# Records for the exercise
((

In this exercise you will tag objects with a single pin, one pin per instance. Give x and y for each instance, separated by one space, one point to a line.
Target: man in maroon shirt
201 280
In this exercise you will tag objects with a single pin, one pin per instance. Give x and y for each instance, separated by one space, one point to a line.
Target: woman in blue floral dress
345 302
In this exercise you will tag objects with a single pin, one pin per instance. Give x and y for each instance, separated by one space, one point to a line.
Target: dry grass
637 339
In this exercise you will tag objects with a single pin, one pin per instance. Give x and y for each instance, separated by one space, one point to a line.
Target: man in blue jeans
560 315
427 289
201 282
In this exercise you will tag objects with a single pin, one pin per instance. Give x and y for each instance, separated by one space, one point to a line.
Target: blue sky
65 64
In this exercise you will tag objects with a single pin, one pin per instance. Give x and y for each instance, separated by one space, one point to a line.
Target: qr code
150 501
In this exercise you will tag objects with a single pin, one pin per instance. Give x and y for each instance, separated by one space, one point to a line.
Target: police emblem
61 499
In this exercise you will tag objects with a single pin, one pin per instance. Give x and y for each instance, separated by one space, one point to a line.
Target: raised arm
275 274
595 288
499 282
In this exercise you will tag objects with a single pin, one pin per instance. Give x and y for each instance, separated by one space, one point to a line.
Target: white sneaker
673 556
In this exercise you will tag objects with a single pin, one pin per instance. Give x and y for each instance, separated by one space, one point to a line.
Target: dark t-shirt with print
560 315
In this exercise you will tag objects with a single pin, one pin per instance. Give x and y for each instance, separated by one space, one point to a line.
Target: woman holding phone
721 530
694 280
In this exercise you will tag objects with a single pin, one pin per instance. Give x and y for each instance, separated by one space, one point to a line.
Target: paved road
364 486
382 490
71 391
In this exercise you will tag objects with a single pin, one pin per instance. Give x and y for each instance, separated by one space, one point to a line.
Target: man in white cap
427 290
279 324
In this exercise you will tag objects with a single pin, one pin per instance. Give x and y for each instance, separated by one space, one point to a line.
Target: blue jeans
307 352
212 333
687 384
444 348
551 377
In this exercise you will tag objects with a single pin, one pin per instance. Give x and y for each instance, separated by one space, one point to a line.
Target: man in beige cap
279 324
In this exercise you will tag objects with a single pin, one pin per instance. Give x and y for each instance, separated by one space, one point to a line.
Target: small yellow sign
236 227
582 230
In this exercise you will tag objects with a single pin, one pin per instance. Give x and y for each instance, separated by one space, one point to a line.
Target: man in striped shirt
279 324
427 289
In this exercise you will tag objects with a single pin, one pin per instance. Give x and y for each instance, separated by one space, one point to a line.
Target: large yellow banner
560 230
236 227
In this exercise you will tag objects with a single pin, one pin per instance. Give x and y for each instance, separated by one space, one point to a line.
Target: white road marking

))

# Instructions for the task
Transcribe all the data word for word, as it appears above.

# Response area
In this exercise you will tag objects with a single pin, one pin per instance. Give x and y for each instance, separated by one space, one point to a line.
Target: man in maroon shirt
201 280
In this exercise you will tag objects with a single pin, one pin per instance. Give x and y for each instance, separated by one space, one point to a line.
Target: woman in blue floral dress
345 302
In this exercise you will tag objects with a single pin, one pin per instance. Give x and y for each instance, separated by one space, one point to a line.
Target: dry grass
637 339
In this exercise you will tag objects with a single pin, one pin per instance. Give x and y for each instance, separated by one space, one point to a line.
Target: man in blue jeans
560 315
427 289
201 282
In this exercise you will tag objects with a single pin, one pin per instance. Give x and y for each instance, separated by one space, one point to a line.
Target: blue sky
65 64
In this exercise you will tag objects with a single pin, one pin per instance. Give x and y for each instance, separated by one space, one point to a line.
Target: qr code
150 501
In this exercise you will tag objects with a single pin, one pin per instance. Give x and y for each instance, separated by one space, one point to a line.
Target: police emblem
61 499
In this exercise you will tag objects with a single pin, one pin per instance. Give x and y for each instance, separated by one space, one point to a line.
Target: raised arm
275 274
595 288
499 282
In this exercise you will tag objects with a single pin, one pin per instance. Give x and y for each instance, separated by one space, one point to a line.
Target: white sneaker
673 556
In this exercise you will tag objects with a single pin, one pin per instance. Give x and y for each instance, separated by one space, one point to a line.
Target: dark t-shirt with print
560 315
In this exercise you will tag objects with a single pin, one pin per instance. Give x and y for each instance, separated by one space, one point to a line.
Target: woman holding phone
721 530
694 280
In this exercise you will tag objects with a single pin, one pin per instance. Give x and y for each instance, separated by one space, one point to a line.
Target: paved road
364 486
382 490
71 391
In this exercise you will tag objects with a single pin, one pin per instance. Give x and y for each instance, separated by one space, one point to a line.
Target: man in white cap
427 290
279 324
In this exercise you will tag objects with a single pin, one pin per instance. Give x and y for each instance, separated by one space, one point to a line.
Target: blue jeans
307 352
212 333
687 384
444 348
551 377
In this exercise you will tag objects with a single pin, one pin per instance. Give x and y for each instance, separated by one space, one point to a line.
Target: man in beige cap
279 324
In this exercise you will tag objects with a single pin, one pin per instance. Give x and y for each instance, separated by one space, one point to a line.
Target: small yellow sign
236 227
582 230
In this exercise you will tag objects with a single pin, one pin per instance. Give x and y for each instance, separated by one space, one point to a line.
Target: man in striped shirt
279 324
427 289
In this exercise you will tag objects with a single pin, one pin per instance. Give x and y for each instance, separated by one space, one point to a line.
Target: large yellow banner
560 230
236 227
In this exercise you will tag objects with a single pin, one pin per instance. Give x and y for each instance, separated by one space, one point to a line.
Target: white road marking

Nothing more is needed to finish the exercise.